Records contained in a dataset →
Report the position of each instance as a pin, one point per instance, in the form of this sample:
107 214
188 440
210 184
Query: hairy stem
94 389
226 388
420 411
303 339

Exercise prompt → In the lines above, every record is to be repeated exactly.

Exercise solution →
Report the position of each instance as a pin, one point per instance, in the form of this sample:
107 214
188 440
210 184
Query: hairy stem
94 389
226 388
420 411
303 339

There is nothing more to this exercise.